■ To be done ■
Find each line in the items below that contains the word "horizontal", matching case exactly, and copy those lines out.

══ Dataset entries ══

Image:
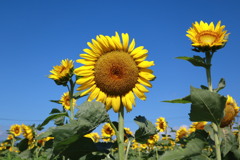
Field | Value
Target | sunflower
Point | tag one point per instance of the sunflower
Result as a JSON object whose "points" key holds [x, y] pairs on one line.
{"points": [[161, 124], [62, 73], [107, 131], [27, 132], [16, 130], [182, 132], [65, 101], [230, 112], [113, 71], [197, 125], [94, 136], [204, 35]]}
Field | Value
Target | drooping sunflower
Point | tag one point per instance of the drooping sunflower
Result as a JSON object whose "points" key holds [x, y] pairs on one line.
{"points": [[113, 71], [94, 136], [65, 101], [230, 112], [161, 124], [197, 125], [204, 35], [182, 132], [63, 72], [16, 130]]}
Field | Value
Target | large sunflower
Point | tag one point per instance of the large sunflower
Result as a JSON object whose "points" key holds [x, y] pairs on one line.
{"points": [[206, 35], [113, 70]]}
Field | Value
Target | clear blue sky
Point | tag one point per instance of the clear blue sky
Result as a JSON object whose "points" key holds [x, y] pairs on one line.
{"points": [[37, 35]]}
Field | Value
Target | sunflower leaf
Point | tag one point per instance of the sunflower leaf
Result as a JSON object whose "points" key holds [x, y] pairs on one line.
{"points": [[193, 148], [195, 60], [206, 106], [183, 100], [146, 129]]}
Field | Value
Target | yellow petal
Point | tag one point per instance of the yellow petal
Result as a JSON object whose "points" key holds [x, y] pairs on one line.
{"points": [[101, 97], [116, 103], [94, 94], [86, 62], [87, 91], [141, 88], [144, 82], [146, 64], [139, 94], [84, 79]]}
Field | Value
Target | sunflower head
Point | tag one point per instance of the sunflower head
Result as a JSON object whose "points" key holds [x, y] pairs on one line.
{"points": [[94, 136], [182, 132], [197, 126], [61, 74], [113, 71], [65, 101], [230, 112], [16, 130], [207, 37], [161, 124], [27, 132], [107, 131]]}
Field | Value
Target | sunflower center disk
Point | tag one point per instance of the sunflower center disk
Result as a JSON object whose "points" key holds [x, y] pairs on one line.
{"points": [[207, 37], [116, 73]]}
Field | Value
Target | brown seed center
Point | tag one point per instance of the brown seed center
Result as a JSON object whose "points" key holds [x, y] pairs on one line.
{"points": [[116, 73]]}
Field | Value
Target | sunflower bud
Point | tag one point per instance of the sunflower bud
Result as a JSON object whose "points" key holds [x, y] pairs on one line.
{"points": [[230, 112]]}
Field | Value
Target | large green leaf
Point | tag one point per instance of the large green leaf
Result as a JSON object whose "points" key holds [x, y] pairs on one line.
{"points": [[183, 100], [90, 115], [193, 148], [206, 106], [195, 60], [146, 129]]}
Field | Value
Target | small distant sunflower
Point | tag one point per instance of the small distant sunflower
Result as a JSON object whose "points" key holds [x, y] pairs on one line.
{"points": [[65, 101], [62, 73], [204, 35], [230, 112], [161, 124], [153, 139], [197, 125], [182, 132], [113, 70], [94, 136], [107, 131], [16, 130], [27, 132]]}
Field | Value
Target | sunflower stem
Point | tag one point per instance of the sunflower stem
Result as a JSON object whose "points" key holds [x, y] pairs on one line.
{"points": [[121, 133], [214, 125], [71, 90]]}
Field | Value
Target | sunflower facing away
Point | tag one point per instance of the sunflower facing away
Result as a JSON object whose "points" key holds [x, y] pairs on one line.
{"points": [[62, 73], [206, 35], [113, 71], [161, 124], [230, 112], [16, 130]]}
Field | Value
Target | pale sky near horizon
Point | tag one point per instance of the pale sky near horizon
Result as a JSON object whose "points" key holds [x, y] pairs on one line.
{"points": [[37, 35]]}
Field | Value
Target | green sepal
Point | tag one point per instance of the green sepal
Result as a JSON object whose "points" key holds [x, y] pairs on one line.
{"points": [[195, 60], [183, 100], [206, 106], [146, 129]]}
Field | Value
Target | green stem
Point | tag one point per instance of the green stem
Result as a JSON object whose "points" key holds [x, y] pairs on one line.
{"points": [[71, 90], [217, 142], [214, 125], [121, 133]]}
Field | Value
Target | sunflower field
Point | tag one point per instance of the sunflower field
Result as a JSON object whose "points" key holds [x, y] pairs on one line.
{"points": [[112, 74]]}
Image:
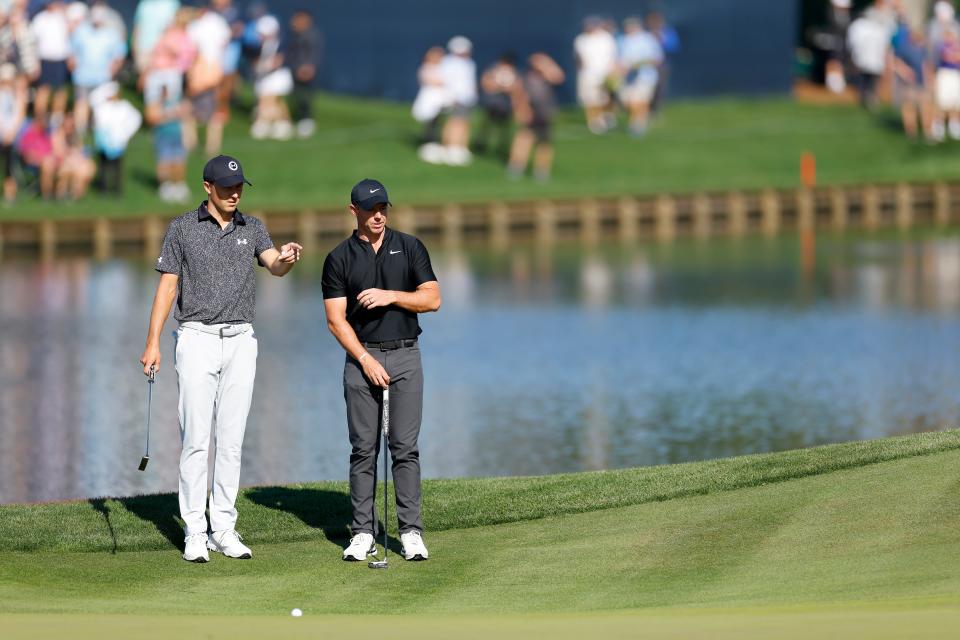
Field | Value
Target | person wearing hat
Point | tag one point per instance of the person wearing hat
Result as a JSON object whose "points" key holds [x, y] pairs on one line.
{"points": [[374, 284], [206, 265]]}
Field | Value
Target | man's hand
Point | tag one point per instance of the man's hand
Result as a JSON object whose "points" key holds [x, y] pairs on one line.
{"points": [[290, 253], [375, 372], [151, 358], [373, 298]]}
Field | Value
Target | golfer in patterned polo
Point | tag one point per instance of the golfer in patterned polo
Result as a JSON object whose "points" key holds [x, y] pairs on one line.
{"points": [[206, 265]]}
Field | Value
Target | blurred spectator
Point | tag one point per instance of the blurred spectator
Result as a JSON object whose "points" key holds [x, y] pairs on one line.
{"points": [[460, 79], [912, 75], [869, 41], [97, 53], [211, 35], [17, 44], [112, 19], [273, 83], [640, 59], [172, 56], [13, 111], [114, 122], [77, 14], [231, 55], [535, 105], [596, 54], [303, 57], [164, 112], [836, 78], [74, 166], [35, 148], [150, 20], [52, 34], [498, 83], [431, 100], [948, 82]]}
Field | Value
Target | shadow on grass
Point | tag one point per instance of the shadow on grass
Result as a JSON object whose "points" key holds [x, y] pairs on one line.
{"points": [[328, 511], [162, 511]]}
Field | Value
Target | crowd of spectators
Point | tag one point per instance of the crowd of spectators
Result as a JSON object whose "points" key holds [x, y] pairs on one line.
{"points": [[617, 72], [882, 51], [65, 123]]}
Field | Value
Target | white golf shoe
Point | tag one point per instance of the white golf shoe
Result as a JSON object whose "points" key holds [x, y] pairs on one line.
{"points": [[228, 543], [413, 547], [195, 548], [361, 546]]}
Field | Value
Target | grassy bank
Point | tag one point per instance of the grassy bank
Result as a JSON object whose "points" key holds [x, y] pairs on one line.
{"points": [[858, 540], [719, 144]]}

═══
══ Dataset entries ══

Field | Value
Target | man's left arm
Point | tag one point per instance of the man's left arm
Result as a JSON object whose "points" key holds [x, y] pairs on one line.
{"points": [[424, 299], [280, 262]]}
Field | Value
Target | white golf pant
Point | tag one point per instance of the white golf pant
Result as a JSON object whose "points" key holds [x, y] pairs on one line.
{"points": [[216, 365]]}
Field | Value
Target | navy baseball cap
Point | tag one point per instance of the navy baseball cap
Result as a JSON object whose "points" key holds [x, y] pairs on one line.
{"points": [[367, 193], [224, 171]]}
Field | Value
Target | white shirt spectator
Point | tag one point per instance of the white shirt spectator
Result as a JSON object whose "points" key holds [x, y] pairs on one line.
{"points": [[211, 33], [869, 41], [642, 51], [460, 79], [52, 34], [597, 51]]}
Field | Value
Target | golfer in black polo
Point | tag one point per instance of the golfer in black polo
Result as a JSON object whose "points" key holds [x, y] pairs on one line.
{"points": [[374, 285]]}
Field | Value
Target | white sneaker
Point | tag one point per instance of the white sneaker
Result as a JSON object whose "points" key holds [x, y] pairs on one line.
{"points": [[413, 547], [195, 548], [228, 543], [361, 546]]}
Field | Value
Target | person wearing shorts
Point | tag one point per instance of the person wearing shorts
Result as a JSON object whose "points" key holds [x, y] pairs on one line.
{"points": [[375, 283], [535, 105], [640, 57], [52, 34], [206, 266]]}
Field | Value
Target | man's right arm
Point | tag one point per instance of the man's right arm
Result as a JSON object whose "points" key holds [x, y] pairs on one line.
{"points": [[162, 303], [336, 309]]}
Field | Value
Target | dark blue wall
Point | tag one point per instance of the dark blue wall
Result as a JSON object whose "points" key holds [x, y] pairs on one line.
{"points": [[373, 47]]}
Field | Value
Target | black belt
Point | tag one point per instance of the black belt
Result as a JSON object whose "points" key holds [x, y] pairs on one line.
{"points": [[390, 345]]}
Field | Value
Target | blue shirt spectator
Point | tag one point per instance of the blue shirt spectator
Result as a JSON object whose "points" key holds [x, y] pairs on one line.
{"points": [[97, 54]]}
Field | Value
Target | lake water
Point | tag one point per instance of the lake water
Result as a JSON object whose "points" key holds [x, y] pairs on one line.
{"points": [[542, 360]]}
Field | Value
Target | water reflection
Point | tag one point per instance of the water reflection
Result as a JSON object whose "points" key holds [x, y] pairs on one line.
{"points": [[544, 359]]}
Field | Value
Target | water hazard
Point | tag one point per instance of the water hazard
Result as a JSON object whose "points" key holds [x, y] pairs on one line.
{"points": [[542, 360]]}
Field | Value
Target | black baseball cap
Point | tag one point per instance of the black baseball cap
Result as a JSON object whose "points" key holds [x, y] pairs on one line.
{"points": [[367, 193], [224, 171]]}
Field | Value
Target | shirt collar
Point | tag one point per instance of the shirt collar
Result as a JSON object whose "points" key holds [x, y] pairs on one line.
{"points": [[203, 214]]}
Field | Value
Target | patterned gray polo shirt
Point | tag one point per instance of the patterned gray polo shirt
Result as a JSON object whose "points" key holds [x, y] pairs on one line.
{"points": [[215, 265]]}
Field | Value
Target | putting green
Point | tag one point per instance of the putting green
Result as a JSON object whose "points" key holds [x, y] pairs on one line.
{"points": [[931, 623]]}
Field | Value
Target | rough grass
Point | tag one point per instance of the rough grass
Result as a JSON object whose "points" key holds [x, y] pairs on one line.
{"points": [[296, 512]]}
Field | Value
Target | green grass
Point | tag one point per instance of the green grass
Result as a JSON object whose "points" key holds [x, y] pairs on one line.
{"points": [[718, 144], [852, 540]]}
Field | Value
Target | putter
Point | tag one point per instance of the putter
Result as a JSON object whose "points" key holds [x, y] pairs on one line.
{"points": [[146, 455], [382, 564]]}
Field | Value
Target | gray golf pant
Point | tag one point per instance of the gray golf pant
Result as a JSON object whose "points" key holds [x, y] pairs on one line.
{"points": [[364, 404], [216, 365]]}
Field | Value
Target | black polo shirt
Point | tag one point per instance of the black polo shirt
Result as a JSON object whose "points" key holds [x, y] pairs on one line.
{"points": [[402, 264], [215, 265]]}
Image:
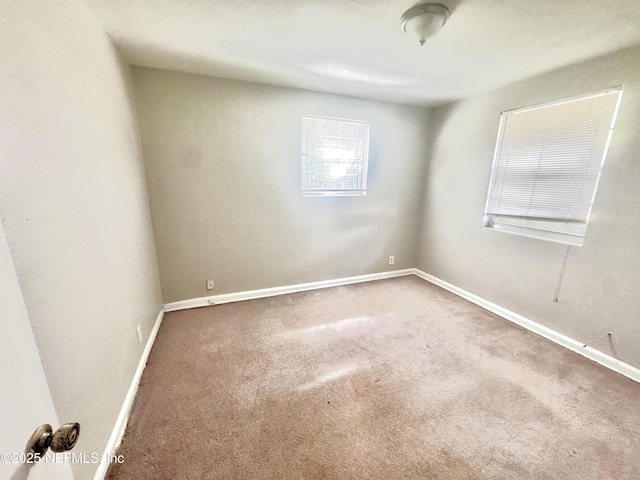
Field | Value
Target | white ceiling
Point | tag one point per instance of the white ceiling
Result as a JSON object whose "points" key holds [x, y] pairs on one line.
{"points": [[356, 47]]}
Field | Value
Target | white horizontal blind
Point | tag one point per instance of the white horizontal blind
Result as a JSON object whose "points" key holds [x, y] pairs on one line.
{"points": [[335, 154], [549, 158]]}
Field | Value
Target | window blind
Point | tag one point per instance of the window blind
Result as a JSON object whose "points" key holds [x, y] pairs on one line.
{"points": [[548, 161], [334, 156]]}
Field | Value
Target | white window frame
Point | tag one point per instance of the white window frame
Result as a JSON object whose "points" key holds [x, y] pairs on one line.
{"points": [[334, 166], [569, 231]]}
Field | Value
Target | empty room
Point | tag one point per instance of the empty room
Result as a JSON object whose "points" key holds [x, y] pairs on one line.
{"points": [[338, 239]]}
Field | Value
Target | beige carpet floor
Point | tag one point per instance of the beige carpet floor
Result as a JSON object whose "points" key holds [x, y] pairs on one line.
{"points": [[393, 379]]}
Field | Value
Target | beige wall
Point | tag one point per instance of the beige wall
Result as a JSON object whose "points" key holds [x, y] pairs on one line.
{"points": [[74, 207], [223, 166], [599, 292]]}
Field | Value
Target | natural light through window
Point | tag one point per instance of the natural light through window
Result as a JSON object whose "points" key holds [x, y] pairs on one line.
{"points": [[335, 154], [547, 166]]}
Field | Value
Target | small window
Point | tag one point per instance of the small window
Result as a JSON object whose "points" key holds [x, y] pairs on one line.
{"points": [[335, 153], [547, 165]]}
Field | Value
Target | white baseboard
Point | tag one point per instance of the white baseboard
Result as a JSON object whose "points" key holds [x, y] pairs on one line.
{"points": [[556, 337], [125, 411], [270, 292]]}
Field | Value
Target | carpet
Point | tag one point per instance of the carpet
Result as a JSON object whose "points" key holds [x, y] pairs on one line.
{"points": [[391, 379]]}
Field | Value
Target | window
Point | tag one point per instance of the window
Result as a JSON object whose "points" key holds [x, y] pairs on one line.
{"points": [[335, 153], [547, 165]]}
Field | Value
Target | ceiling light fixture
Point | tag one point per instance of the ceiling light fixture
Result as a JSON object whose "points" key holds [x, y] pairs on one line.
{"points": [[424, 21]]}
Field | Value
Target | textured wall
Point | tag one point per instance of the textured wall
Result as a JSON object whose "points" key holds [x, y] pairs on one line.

═══
══ Dataset entries ══

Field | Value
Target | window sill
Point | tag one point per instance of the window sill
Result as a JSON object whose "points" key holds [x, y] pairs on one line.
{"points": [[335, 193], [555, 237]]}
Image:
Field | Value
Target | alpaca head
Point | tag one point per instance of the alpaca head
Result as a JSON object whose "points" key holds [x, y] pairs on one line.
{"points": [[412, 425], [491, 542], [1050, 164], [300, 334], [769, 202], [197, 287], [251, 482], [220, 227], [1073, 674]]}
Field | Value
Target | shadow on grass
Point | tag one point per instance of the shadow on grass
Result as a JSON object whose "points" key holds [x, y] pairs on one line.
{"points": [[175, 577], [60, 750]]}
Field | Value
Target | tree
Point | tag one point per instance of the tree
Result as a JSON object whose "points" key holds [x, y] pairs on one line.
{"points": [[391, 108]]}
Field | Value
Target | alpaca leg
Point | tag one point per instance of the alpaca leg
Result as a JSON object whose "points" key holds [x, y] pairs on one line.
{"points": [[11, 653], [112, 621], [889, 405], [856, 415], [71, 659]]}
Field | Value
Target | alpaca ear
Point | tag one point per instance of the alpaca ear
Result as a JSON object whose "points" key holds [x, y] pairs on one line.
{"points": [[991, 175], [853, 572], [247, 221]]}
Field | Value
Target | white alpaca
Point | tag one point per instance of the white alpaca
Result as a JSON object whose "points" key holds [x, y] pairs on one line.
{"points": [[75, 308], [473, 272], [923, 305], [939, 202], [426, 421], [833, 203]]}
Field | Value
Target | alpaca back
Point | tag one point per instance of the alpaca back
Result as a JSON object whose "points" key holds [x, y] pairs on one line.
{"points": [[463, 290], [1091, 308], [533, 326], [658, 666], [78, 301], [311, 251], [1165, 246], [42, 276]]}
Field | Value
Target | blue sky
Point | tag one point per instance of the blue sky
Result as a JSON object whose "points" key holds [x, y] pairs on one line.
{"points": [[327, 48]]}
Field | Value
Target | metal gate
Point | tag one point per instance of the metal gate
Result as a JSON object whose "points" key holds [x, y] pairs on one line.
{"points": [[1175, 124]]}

═══

■ Solution ■
Target | white horizontal blind
Point | tag one point per instance of the white horizontal blind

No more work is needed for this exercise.